Но моя река — да с твоей рекой
Но моя рука — да с твоей рукой
Не сойдутся…
Но все ее взлеты и поражения — в дружбе, как и вообще в восхвалении и отвержении, в любви и неприязни — к людям, книгам, городам — вытекали из ее органического романтизма.
Разрыв между скучными песнями земли и звуками небес, тоска сосны по воображаемой нездешней пальме — основные черты романтизма как психологической категории, неизменно пребывающей в веках и принимающей разные обличия во времени, согласно велениям определенной эпохи. Одним из таких исторических воплощений был романтизм как литературное движение на Западе конца XVIII и начала XIX столетия. Он достиг расцвета и огромного влияния, создал свой стиль и эстетическую теорию, воплотил в себе мятежную энергию, развязанную французской революцией, ее мечты и тоску, ее победы и падения.

## Извлечённые записи:

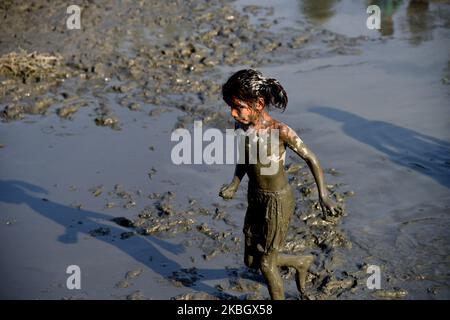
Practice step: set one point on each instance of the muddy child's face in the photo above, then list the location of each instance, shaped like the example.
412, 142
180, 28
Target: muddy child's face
242, 111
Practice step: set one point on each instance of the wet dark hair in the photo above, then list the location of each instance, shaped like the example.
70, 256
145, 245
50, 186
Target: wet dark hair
248, 85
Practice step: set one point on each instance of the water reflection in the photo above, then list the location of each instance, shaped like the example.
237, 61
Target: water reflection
415, 18
411, 149
318, 11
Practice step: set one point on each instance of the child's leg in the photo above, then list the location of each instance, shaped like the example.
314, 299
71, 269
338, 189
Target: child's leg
301, 265
269, 269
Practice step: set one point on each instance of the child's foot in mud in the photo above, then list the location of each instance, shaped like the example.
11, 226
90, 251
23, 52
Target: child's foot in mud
304, 262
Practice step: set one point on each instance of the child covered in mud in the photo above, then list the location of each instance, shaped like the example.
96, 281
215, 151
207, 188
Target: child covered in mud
271, 200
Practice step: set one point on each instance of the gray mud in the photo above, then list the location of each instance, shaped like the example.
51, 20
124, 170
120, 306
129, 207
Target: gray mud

## Задание 1:
Пожалуйста, перепишите еще раз часть отрывка о романтизме: начните со слов «Но моя река» и остановитесь после слов «ее органического романтизма.».
## Задание 2:
Ответьте по отрывку о романтизме:
(a) Из чего, согласно тексту, вытекали взлеты и поражения в дружбе?
(b) По чему тоскует сосна?
(c) Какая революция развязала мятежную энергию, воплощенную романтизмом?

## Решение задачи 1:
Но моя река — да с твоей рекой
Но моя рука — да с твоей рукой
Не сойдутся…
Но все ее взлеты и поражения — в дружбе, как и вообще в восхвалении и отвержении, в любви и неприязни — к людям, книгам, городам — вытекали из ее органического романтизма.

## Решение задачи 2:
(a) Из ее органического романтизма.
(b) По воображаемой нездешней пальме.
(c) Французская.